Work required
Take down each entry exactly as written.

Given data
▬▬▬
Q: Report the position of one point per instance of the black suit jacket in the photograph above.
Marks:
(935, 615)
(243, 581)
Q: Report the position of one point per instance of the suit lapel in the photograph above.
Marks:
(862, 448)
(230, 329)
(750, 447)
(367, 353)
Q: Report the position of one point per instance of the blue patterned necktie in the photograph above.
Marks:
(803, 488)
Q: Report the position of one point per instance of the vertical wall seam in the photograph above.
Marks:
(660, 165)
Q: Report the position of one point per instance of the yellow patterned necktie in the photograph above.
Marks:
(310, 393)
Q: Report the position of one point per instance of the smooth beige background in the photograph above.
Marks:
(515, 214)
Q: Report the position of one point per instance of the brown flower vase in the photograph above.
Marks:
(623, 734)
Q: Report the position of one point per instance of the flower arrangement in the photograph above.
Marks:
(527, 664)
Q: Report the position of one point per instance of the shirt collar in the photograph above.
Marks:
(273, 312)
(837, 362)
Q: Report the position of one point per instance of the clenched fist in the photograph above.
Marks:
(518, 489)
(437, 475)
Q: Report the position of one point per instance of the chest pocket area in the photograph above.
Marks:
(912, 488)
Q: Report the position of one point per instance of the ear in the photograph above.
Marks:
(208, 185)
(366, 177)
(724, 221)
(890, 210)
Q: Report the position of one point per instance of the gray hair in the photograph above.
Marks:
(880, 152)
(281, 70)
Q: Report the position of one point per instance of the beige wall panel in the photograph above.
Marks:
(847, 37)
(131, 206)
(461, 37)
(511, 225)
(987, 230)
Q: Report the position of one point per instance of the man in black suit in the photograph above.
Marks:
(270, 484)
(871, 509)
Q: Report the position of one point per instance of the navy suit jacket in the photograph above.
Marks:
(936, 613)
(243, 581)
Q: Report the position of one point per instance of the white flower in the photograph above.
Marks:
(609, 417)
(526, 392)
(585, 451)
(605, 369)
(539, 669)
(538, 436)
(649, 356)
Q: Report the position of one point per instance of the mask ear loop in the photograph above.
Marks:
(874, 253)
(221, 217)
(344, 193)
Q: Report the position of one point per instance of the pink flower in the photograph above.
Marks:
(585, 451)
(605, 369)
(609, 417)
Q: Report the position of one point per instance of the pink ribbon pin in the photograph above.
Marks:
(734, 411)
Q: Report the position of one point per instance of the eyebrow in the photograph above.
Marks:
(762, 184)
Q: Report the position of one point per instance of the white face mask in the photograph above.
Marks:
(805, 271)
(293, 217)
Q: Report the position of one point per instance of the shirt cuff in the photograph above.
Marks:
▬▬▬
Written answer
Q: Report the position of one point per instance of the black suit jacket in the photograph above.
Marks:
(935, 615)
(243, 581)
Q: Report the position of one point per instance of the suit lapel in the photograph above.
Marks:
(862, 448)
(230, 329)
(750, 447)
(367, 353)
Q: Report the position of one point per instance of the blue patterned necktie in the photograph above.
Marks:
(803, 488)
Q: Report the position of one point per instance of the vertical wall seam in the photograph above.
Marks:
(660, 165)
Q: Report the position of one point per instance of the yellow patterned necktie in the photograph above.
Marks:
(310, 393)
Q: Report the position of one point per instance of the smooth beige background in the photograph above.
Marks:
(515, 214)
Q: Report the position of one point per instance of the brown flower vase in the photograph above.
Marks:
(623, 734)
Q: Report the position of one point per instance of the flower arrangement in the photograph above.
Marks:
(527, 664)
Q: Report the position of one point per instance of the shirt collar in the photograph above.
Marks:
(273, 312)
(837, 362)
Q: Report the position of one point per instance of the clenched fist in the photograph above.
Marks:
(518, 489)
(437, 475)
Q: Report the position of one point per instance of the chest pocket area in the photograph above.
Marks:
(912, 488)
Q: Report the position of one point per instance of the ear in the photograph above.
Marks:
(208, 185)
(366, 177)
(724, 221)
(890, 210)
Q: Report the position of one point per instance of the gray hair in the photograph above.
Marks:
(880, 152)
(281, 70)
Q: Report the position of one point per instance of the beige wall panel in the photograph above.
Marks:
(847, 37)
(131, 206)
(461, 37)
(511, 225)
(987, 230)
Q: Report the position of one point per instance of the man in black suit in the photograph above.
Marks:
(270, 484)
(871, 509)
Q: Report the position of one point per instance of the navy suit jacket in the photograph above.
Marks:
(936, 613)
(243, 581)
Q: Report the position of one point per instance of the white flower in the photograph above.
Marks:
(609, 417)
(526, 392)
(585, 451)
(605, 369)
(539, 669)
(538, 436)
(649, 356)
Q: Report the position of one point per instance of the mask ear loop in the photograph above.
Marks:
(874, 253)
(221, 217)
(344, 193)
Q: Report the position of one point per instance of the pink flower in the photograph above.
Marks:
(585, 451)
(605, 369)
(609, 417)
Q: Report the position of one point per instance of the pink ribbon pin in the photograph above.
Marks:
(734, 411)
Q: Report the position of one point per instance of the eyebrow in the photograph above.
Marks:
(762, 184)
Q: Report the position of one point per instance of the white face mask in the photograph above.
Marks:
(805, 271)
(293, 217)
Q: Report the position of one point per instance of the shirt cuff in the photograph above.
Marks:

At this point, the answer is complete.